WHAT THE TASK REQUIRES: How would you translate this sentence from the GMO text into Spanish: "The first domestication of plants and animals occurred about 10,000 years ago, soon after the end of the last glacial maximum."

Nature gives us beautiful flowers. But it also gives us viruses, bacterial and parasites that kill. It gives us cuddly cats and predatory mountain lions that eat humans. Nature is amoral, it is not guided by any particular objective, and has no magical powers. Moreover, arguing from a purely philosophical point of view, humans are a product of “nature,” and our activities could be considered “natural.”
The first domestication of plants and animals occurred about 10,000 years ago, soon after the end of the last glacial maximum. This domestication process included an artificial selection for traits that provided humans better and more nutritious crops and livestock. In essence, artificial selection “waits” for certain beneficial mutations to occur in target species (say corn), then we choose to breed individuals that have these beneficial characteristics in the hope that they make it to the next generation.
These mutations may appear to be “natural,” but they happen because of random cosmic rays hitting the corn plant, some mutagenic compound is in the soil, or because the plant incorporates a gene from a bacteria or virus. In other words, there’s no magic here, these are random events. Maybe some cosmic ray hits the corn genome, creating a change that makes the plant grow larger corn kernels. Or it could change a gene that makes the corn resistant to some fungus or insect. The problem with this process is that you have to wait for “nature” to dump that cosmic ray onto the corn genome to cause a favorable mutation. And there are lots of deleterious and neutral mutations that aren’t going to help.
What genetic modification does is speed up the process. Instead of waiting for an advantageous mutation to show up in one seed of corn, we place a useful gene in that corn seed–we get artificial selection in one generation, instead of waiting hundreds of generations. Since the gene can’t harm humans (sorry, but it is so implausible to think that a modified gene can harm someone, unless it’s intentionally made to do so, that it’s laughable), all we’ve done is speeded up evolution. Again, evolution is not guided by anything, unless you’re a creationist and believe that some magical being created all of life, and it has no goals. So speeding it up is simply logical, not dangerous.
There might be some good reasons to have public discourse about GMOs. But if the “debate” includes logical fallacies and unscientific beliefs, the discussion ends. The pro-GMO side then gets to legitimately declare the discussion over and moves on. Right now the scientific evidence overwhelmingly supports the safety and usefulness of GMO technology–if there’s going to be a scientific “debate” then real evidence has to be presented sans logical fallacies (like one study is better because the other study is supported by paid shill of the Monsanto/Big Agra evil empire).

DATA EXTRACT:
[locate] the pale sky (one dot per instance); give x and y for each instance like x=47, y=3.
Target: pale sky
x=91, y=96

PROBLEM SOLUTION: La primera domesticación de plantas y animales ocurrió hace unos 10.000 años, poco después del final del último máximo glacial.